**EXERCISE TEXT**.
·····

This guide walks you through building one, piece by piece. Each level adds a capability. Stop wherever you’re satisfied — Level 1 alone gives you a working assistant in 15 minutes.
What you’re building
A local AI assistant chains several components:
- Wake word detection — listens for “hey Jarvis” (or whatever you pick)
- Speech-to-text (STT) — converts your voice to text (Whisper)
- LLM — generates the response (Ollama)
- Text-to-speech (TTS) — reads the response aloud (Kokoro or Piper)
- RAG — searches your documents for context before answering
- Tools — web search, calculations, file operations, API calls
- Home control — turns lights on, checks sensors, runs automations
You don’t need all seven. Most people want 1-4. The guide is structured so each level builds on the previous one.
Platform comparison
Several tools bundle parts of this stack. Here’s what each handles:
| Open WebUI | AnythingLLM | Jan | LM Studio | DIY Python | |
|---|---|---|---|---|---|
| Chat interface | Yes (web) | Yes (desktop/web) | Yes (desktop) | Yes (desktop) | You build it |
| Voice input/output | Yes (built-in) | No | No | No | Yes (manual) |
| Document RAG | Yes (built-in) | Yes (best RAG) | No | No | Yes (manual) |
| Function calling | Yes (BYOF editor) | Yes (agents) | Yes (MCP) | Yes (agent API) | Yes (manual) |
| Home automation | No | No | No | No | Yes (manual) |
| Multi-model switching | Yes | Yes | Yes | Yes | Yes |
| Setup difficulty | 1 Docker command | Desktop installer | Desktop installer | Desktop installer | Write code |
The recommendation: Open WebUI for levels 1-4. It handles chat, voice, RAG, and basic tools out of the box. Switch to AnythingLLM if you need better document management (workspaces, permissions, more chunking options). Go DIY Python only for the voice pipeline or home automation — those need custom code regardless.
Hardware requirements
Your assistant runs multiple models at once: the LLM, the Whisper model for speech recognition, the TTS model, and (if using RAG) an embedding model.

·····

**DATASET**.
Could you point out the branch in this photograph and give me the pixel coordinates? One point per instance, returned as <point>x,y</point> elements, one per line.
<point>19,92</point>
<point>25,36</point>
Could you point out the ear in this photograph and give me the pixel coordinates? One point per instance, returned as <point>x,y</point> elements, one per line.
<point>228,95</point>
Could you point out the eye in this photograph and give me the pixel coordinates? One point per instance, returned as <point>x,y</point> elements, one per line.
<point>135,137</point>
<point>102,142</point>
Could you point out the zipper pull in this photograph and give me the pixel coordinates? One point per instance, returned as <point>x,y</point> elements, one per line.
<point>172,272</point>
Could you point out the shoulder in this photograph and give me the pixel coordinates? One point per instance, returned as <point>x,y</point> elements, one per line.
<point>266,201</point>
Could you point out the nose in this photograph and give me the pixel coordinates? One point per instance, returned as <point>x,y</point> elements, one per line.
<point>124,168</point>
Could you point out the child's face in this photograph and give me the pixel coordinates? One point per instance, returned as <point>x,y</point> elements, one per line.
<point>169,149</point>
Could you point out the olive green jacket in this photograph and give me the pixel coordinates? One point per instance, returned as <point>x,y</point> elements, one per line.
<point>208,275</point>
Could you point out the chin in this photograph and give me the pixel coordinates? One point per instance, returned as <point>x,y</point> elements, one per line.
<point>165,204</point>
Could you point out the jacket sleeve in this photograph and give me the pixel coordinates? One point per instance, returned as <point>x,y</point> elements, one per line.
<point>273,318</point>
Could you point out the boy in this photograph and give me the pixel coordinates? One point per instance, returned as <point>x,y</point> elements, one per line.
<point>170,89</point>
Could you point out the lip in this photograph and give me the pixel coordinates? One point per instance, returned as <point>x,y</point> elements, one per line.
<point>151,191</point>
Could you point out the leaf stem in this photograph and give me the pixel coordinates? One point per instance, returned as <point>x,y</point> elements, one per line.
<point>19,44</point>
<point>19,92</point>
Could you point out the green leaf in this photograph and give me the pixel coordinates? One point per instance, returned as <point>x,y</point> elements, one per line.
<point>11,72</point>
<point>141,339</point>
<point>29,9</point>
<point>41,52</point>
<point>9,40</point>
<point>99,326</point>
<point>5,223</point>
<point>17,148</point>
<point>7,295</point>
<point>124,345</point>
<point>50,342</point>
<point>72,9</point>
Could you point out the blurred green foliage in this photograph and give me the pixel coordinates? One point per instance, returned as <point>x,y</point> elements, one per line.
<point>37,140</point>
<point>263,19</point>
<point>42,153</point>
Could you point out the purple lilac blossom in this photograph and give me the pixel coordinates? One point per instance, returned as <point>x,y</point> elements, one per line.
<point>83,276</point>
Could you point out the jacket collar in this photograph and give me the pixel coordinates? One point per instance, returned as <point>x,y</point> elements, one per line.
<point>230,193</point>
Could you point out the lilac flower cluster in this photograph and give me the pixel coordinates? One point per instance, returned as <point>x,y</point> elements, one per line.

·····

**ASSIGNED TASK 1**. Summarize the local AI assistant guide in two sentences.
**ASSIGNED TASK 2**. Pick up the local AI assistant guide after its final sentence and keep writing.
The listing is separate material from the local AI assistant guide.

**FINAL ANSWER 1**. The guide builds a local AI assistant level by level from components such as wake word detection, speech-to-text, an LLM, text-to-speech, RAG, tools and home control, and Level 1 alone gives a working assistant in 15 minutes. It recommends Open WebUI for levels 1-4, AnythingLLM for better document management, and DIY Python only for the voice pipeline or home automation.

**FINAL ANSWER 2**.
VRAM budget breakdown
| Component | VRAM | Notes |
|---|---|---|
| 7B LLM (Q4) | ~4-5 GB | Qwen 2.5 7B, Llama 3.1 8B |
| 14B LLM (Q4) | ~8-10 GB | Qwen 2.5 14B — needs 12GB+ |
| Whisper large-v3 | ~1.5 GB | Loaded only during speech input |
| Whisper turbo | ~0.8 GB | Faster, slightly less accurate |
| Kokoro TTS | ~0.3 GB | 82M parameters, runs on CPU too |
| Piper TTS | ~0.1 GB | Lighter, lower quality |
| Embedding model | ~0.3-0.5 GB | nomic-embed-text or similar |
What each GPU tier can run
| GPU | LLM | Voice | RAG | Simultaneous? |
|---|---|---|---|---|
| 8 GB (RTX 3060 Ti, 4060) | 7B Q4 | Whisper turbo + Kokoro | Yes | Tight but works. Close other apps. |
| 12 GB (RTX 3060, 3080 12GB) | 7B Q4 comfortably | Whisper large-v3 + Kokoro | Yes | Room to spare. Sweet spot. |
| 16 GB (RTX 4070 Ti Super) | 14B Q4 | Full Whisper + any TTS | Yes | Everything fits with room left over. |
| 24 GB (RTX 3090, 4090) | 14B Q6 or 32B Q4 | Everything | Yes | Run it all without thinking about VRAM. |
| CPU only (32GB+ RAM) | 7B Q4 (~3-5 tok/s) | Whisper on CPU (~4-8x realtime) | Yes | Works, just slow. Usable for text chat. |
Ollama handles model loading and unloading automatically. If Whisper and the LLM don’t fit in VRAM simultaneously, Ollama swaps them — adds a second or two of latency but doesn’t crash.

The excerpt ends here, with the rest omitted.